*TASK TO CARRY OUT*. Transcribe, word for word, the passage of the documentary-maker profile starting with "Why does Percy" and going on through "relationship with China.".

*TEXT EXCERPT*.
● ● ● ●

It's an approach that has brought her and her colleague Brian Lapping plaudits from press around the world ("the Rolls-Royce of documentary-making", said the Wall Street Journal), and just about every major TV award going. Through a combination of archive footage and interviews with presidents, prime ministers, foreign ministers and civil servants - everybody who matters - you are given the impression of sitting in on history. You can get a sense of the way clashes of personalities and, sometimes, unexpected sympathies between enemies, can shape our world.

With Elusive Peace, though, the process was not easy. The series, a sequel to The Fifty Years War (1998), follows the agonising negotiations between Israel and the Palestinians since 1999, as a shaky truce has spiralled into violence. The spark for this series was a remark Bill Clinton made when Percy interviewed him in 2001 for Endgame in Ireland, her series about the Northern Irish peace process. Recalling the peace talks held at Camp David in July 2000, Clinton sighed over Yasser Arafat's refusal of an Israeli proposal to share Jerusalem: "What a deal he had on offer."

In theory, Percy and her team had an advantage, already knowing the background and the major players. But as she told me at the offices of Brook Lapping in Kentish Town, London, last week, this time a year ago she was sitting on a terrace in Jerusalem with a glass of wine wondering whether to call the whole thing off. She recalls saying, "We don't have anyone." And as she says, "What they hire us for is to get everybody."

The central difficulty was the whole business wasn't concluded and a lot was still at stake; and several of the protagonists had good personal reasons for not finding time. Barak, ousted from office in 2001, was trying to relaunch his political career. Clinton was touring the world, promoting first his autobiography, and then tsunami relief. Arafat was the most complicated of all - his constant terror of assassination meant that even to get in his front door involved a number of trips to Ramallah, waiting in hotel rooms for a phone-call that might or might not come. When they did finally meet, over lunch in his compound, the conversation was stilted and awkward, until Mark Anderson, one of Percy's directors, asked Arafat who was the most memorable of all the great men he had met: ice broken, he wouldn't stop talking.

Why does Percy think the top people do talk to her? The simple answer is, "They want to get their part in history": Percy's programmes are a way of getting their views on record. But though she doesn't conduct all the interviews herself, I suspect her personality is an important factor. I've known Percy for five or six years, since she wrote to thank me, but also - characteristically - chide me for an admiring review I wrote of Playing the China Card (1999), a two-part film about America's complicated relationship with China.

She is tiny and, at first sight, almost worryingly frail - an impression heightened by the way she hunches over, as if bowed down by trouble; she speaks quietly, in a New York accent with the edges rubbed over by more than 30 years in London, and has a devastatingly self-deprecating sense of humour. She says herself that she thinks one reason politicians will talk to her is that is so unthreatening. The truth is, she is buzzing with nervous energy, and not so much hunched as wired tight. I am pretty sure that I would not want to work for her, knowing as I do the sort of commitment she takes for granted - happily working late into the night, for weeks on end. On the other hand, she is very loyal to her colleagues. Several times during our conversation, and in an e-mail afterwards, she insisted that I underline the contribution put in by her directors, Mark Anderson and Dan Edge.

● ● ● ●

*DATA*.
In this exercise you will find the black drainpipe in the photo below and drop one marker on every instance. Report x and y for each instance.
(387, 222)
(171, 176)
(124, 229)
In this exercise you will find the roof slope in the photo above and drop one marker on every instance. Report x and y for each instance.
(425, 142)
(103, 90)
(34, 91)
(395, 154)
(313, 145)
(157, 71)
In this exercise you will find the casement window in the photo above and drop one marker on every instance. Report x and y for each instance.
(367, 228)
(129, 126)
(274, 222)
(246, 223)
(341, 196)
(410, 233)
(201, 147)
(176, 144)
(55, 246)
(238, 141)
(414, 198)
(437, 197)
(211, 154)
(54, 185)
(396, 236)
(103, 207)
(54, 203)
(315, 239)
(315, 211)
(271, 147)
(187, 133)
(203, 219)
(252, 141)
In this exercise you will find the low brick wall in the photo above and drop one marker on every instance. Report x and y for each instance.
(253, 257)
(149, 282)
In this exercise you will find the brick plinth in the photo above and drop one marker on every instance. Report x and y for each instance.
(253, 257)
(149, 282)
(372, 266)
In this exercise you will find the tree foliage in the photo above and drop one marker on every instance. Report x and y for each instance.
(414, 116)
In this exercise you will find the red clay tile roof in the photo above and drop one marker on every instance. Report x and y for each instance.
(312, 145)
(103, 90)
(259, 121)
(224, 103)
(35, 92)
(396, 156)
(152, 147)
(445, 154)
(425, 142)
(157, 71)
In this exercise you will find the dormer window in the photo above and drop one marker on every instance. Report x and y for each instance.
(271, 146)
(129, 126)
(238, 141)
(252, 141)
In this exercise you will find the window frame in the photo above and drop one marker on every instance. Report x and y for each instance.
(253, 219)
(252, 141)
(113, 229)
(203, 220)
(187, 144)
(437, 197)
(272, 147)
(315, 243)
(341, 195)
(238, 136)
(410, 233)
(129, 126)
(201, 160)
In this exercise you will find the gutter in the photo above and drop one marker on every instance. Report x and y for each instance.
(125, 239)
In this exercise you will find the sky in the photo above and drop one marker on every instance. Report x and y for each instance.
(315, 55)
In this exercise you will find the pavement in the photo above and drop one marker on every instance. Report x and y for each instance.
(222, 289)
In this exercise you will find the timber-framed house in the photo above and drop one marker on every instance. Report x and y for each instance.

● ● ● ●

*THE SOLUTION*.
Why does Percy think the top people do talk to her? The simple answer is, "They want to get their part in history": Percy's programmes are a way of getting their views on record. But though she doesn't conduct all the interviews herself, I suspect her personality is an important factor. I've known Percy for five or six years, since she wrote to thank me, but also - characteristically - chide me for an admiring review I wrote of Playing the China Card (1999), a two-part film about America's complicated relationship with China.